MATERIALS PROVIDED =>
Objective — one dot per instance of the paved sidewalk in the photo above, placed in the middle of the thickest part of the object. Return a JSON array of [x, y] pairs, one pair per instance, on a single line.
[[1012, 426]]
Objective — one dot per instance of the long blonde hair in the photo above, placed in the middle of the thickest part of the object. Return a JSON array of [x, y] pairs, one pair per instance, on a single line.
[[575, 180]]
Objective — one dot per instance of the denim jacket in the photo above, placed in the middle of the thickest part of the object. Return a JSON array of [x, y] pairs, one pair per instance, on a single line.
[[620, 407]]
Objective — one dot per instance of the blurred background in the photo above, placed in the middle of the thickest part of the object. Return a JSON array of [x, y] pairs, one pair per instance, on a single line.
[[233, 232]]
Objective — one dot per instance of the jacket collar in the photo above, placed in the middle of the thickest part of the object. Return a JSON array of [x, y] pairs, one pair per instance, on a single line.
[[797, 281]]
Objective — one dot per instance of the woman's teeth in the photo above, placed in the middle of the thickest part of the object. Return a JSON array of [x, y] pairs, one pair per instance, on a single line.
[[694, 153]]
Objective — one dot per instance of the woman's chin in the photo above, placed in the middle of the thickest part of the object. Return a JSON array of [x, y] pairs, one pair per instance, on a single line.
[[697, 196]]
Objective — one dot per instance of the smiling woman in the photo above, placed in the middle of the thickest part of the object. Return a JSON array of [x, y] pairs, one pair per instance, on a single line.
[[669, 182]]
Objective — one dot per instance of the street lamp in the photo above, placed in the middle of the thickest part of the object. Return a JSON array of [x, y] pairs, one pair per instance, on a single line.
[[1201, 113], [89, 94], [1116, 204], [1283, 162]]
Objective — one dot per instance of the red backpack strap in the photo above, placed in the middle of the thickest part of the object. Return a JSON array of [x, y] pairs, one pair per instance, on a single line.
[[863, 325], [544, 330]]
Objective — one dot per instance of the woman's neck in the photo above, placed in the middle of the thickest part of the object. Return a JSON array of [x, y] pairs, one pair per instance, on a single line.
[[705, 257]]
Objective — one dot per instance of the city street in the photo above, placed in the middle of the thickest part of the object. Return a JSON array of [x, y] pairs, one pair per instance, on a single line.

WRITTEN TASK => Turn all of the lines above into a numbered list, omitting any blank lines.

RESULT BELOW =>
1. Objective — one dot per instance of the paved sidewalk in the photo above, placed in the middle of the thickest part of the object. Return a JSON array of [x, y] pairs, one pair per instance, on a single line.
2. [[1012, 426]]
3. Objective — one dot per instance of the long blonde hair in the photo above, placed in the middle of the thickest part of the object. Return a JSON array of [x, y] pairs, one pair per instance, on a single line.
4. [[575, 180]]
5. Objective — one dot per instance of the denim jacket in the photo above, placed in the middle of the thickest part of the object. Return a JSON array of [x, y] pairs, one pair per instance, on a single line.
6. [[620, 407]]
7. Objective — one dot per instance of the blurred background in the photo above, placed in the middle of the thickest part of the object. Return a JSON array of [x, y] pairs, one pair per instance, on a single line.
8. [[233, 232]]
9. Objective — one dot per instance of the jacket collar in the photo above, placed in the middle of the thickest part of the object. Return a JSON array of [x, y] pairs, one pair per instance, on a single line.
10. [[797, 281]]
11. Objective — one dot per instance of the woman's teeth in the photo above, placed in the middle of the thickest part of the object. Return a JSON array of [x, y] pairs, one pair per instance, on a single line.
12. [[694, 153]]
13. Objective — one dot per instance of the woman's chin in the photo above, placed in the middle of the thickest part of the object. Return a JSON array of [x, y] pairs, one pair per instance, on a single line.
14. [[697, 196]]
15. Objective — one dot per instance of the smiling woman in the photo above, placed in the middle of the thickest part of the object. Return a JSON array of [x, y] pairs, one pair per instance, on a single line.
16. [[669, 182]]
17. Objective — one dot per instance of the street lamp in the photo above, placed in the middle of the thickest part of the object. Return a JSON array of [x, y] pairs, one pair per instance, on a single line.
18. [[1201, 113], [89, 94], [1116, 204], [1283, 162]]
19. Objective — one dot per instance of the red backpack strap in the photo above, placed in the middle of the thickest part of the object. Return a JSON array of [x, y] pairs, one pair per instance, on a single line.
20. [[863, 325], [544, 330]]
21. Objective — one dot per instance of the woman's neck in the photo above, placed in the middle of the thickest part of the object. Return a JSON array of [x, y] pairs, one pair per instance, on a single line.
22. [[705, 257]]
23. Objective — one dot per instance of the city street in the photo above, placed in the middle of the thickest part of the object. Return a JSON array of [x, y] pairs, one pair per instance, on a single line.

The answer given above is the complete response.